Tasks:
1. Set down word for word the passage of the forum thread on package trust that begins at the words "Now, if I understand" and stops after "effectively review code.".
2. Decide whether each statement below agrees with the forum thread on package trust. Give yes or no and quote the words of the thread that decide it.
(a) Under the proposal for a "trusted" repository, packages in the curated section may have dependencies outside that section.
(b) In the decentralized scheme, a paranoid user puts only themselves on their list of trusted people.
(c) The post on the decentralized scheme says that automatically accepting the latest version of every registered package is the current default.
3. Continue the forum thread on package trust, picking up after its last sentence.

I am not sure I understand the proposal. If no one reviews code, where is the effective curation coming from?

I am not sure that “being blamed” is an effective deterrent for people who have decided to backdoor software. But this is beside the point — you were talking about curators “being blamed” because they let a backdoor slip by.

Now, if I understand correctly, you are proposing that they just hit the tag button without any effective review. Sure, I could “blame” them, but I doubt it is going to do any good to anyone; as I implicitly accepted a system where I know they don’t effectively review code.


#13

I’m proposing that we get a new repository for pkg: “trusted” vs “untrusted”. Only trusted community members can tag new releases into the “trusted” repo, and tags carry cryptographic hashes / signatures, possibly with a central backup to prevent depublication. Packages in the curated section can only have dependencies inside the curated section, so it is a self-contained subset of the ecosystem. Initially, the core devs decide on which other devs to invite to trusted status, and which packages to put into the curated sections. Once there is no overlap between trusted curators and devs who are somewhat active in a packages development, the curated release cannot get updated anymore (or the package needs to be kicked into uncurated status).

The curator does not attest “I have audited the entire package”; instead, the curator attests “this package is under active development by sane people with sane review processes, and I have looked at a small subset of the development leading to the new release. I would trust that code on my machine. I can recommend that this package meets $quality_guideline.”

The debian maintainer for openssl is not responsible for catching heartbleed; he is responsible for catching left_pad. The actual openssl people are responsible for catching heartbleed.

And yes, this means that one-man-packages probably don’t belong into the curated section. This is fine, and nobody prevents users from installing uncurated packages. Users just get a warning that they are trusting a single person without oversight with code-exec on their machine; and larger packages are discouraged from adding one-man-packages as (direct or indirect) dependencies without taking part in the maintenance labor.


#14

I’d prefer a decentralized process.

Maybe each user could have a list of people they trust. If I’m paranoid, I only put myself on the list, and then I have to sign off on every new version of every package I’m using.

If I’m more trusting, I put a couple of other people on the list, and automatically get new versions as soon as they’ve either signed off on them or published them on a server that I trust. If I know that somebody is both trustworthy and careful about whom they add to their list, I might merge their list with mine. (This might apply to e.g. the core developers or my local sysadmin.)

Those who are not worried about malicious code can skip the list and automatically accept the latest version of every registered package, as is the current default.


#15

Too trusting. :wink:


#16

I’m far from an expert in this sort of thing, but I have been playing around with this for the past few months. So take this all with a grain of salt…

There are two distinct problems here: (1) allowing users to identify people that they trust to write good code, and (2) providing a mechanism for developers to sign off on the code.

For problem (1), I think that we can draw inspiration from openPGP’s web of trust. The basic idea is that every person has a secret, and they can use this secret to endorse other people. In PGP, this endorsement simply means that the endorser is satisfied that the endorse is the person that they say they are. There are also different levels of endorsement that can be given.

Dataset records:
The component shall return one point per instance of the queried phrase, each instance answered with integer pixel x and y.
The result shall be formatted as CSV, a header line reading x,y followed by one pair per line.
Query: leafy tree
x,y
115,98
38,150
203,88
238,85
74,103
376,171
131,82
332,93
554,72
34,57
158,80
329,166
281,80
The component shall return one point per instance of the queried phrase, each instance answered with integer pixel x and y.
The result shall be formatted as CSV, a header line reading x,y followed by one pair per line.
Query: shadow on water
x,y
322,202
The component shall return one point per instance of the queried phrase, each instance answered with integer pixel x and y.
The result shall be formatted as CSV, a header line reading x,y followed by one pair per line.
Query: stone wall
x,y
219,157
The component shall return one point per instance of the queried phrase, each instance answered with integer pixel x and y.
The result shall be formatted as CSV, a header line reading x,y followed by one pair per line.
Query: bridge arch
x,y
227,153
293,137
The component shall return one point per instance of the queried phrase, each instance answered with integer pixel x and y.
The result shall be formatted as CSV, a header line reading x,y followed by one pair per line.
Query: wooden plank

Answers for this exercise:
1.
Now, if I understand correctly, you are proposing that they just hit the tag button without any effective review. Sure, I could “blame” them, but I doubt it is going to do any good to anyone; as I implicitly accepted a system where I know they don’t effectively review code.

2.
(a) No: "Packages in the curated section can only have dependencies inside the curated section"
(b) Yes: "If I’m paranoid, I only put myself on the list"
(c) Yes: "automatically accept the latest version of every registered package, as is the current default"

3.
In a software development context, we could adapt this to mean that the endorser thinks that the endorse is a trustworthy dev. Here trustworthiness means both that the dev won’t deliberately insert malware into their code, and also that they won’t accidentally write insecure code that another party can exploit.

Now a user can use this web of trust to determine who they trust, and how much they want to trust the endorsements of the people that they trust. As Stefan pointed out in Slack, if the core Julia devs wanted to backdoor users, they would have already. So, at a minimum, they should probably be trusted.

Turning to problem (2), we need a way for devs to endorse packages as well. In my mind, this should be done on a per version basis. We could once again use the web-of-trust model to implement this. Individual devs could endorse a particular version of a package (perhaps by endorsing the checksum of the package). The strength of their enforcement will be related to the degree to which they have audited that particular version of the package. Obviously, the maintainer of the package will be able to sign off on the new version, and for centrally important packages, there is often a community of developers who track the changes of the package, and will be able to sign off as well.

The big downside to this approach is one that is shared by all web-of-trust systems: it is a lot of work to maintain, and so people generally don’t do it. I think that this system has to potential to solve a lot of the trust problems with OSS, but I would love to hear your thoughts…


#17

As Stefan pointed out in Slack, if the core Julia devs wanted to backdoor users, they would have already. So, at a minimum, they should probably be trusted.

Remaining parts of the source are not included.